Stored records:
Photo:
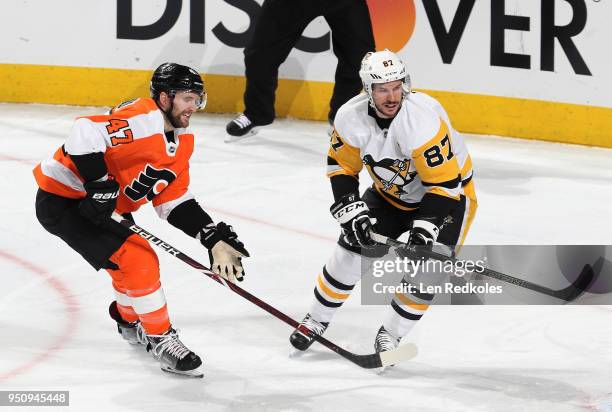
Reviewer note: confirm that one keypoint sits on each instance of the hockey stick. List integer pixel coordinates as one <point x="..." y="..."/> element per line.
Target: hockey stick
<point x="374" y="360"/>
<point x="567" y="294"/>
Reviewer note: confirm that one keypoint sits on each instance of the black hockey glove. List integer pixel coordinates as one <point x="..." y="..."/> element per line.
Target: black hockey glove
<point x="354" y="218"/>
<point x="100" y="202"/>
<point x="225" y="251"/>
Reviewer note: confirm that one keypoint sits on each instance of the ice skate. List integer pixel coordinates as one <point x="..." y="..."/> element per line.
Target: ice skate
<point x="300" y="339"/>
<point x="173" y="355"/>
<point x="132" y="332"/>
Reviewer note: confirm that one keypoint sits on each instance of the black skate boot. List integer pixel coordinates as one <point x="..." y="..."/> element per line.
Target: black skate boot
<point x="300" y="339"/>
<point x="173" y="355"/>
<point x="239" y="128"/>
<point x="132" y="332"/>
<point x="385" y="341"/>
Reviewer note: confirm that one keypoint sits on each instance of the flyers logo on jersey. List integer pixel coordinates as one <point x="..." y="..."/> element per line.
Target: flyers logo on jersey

Problem requirements: Can you copy out all of the material above word for word, without including the pictures?

Correct response:
Photo:
Reviewer note: confirm that one keypoint sits on each instance of the hockey stick. List integer pixel coordinates as one <point x="..." y="..."/> element per line.
Target: hockey stick
<point x="374" y="360"/>
<point x="567" y="294"/>
Reviewer note: confirm that one keypoint sits on each instance of the black hockey glove. List integer pixel coordinates as one <point x="..." y="..."/> element per line.
Target: black hockey glove
<point x="354" y="218"/>
<point x="100" y="202"/>
<point x="225" y="251"/>
Reviewer note: confirm that one keypoint sits on each instance of the ice skate. List integer pixel coordinates as one <point x="..." y="..."/> element per line.
Target: ice skate
<point x="300" y="339"/>
<point x="173" y="355"/>
<point x="132" y="332"/>
Reviewer note: confirm that one keypoint sits on each instance of the black skate boot. List integer pixel coordinates as one <point x="..." y="..."/> element per line.
Target: black skate boot
<point x="300" y="339"/>
<point x="173" y="355"/>
<point x="239" y="128"/>
<point x="132" y="332"/>
<point x="385" y="341"/>
Reviewer note: confirm that one keypoint sits on each instance of the flyers logo on jersey. List integer pixel coordinates as one <point x="..." y="..."/> element per line.
Target: flyers logo on jersey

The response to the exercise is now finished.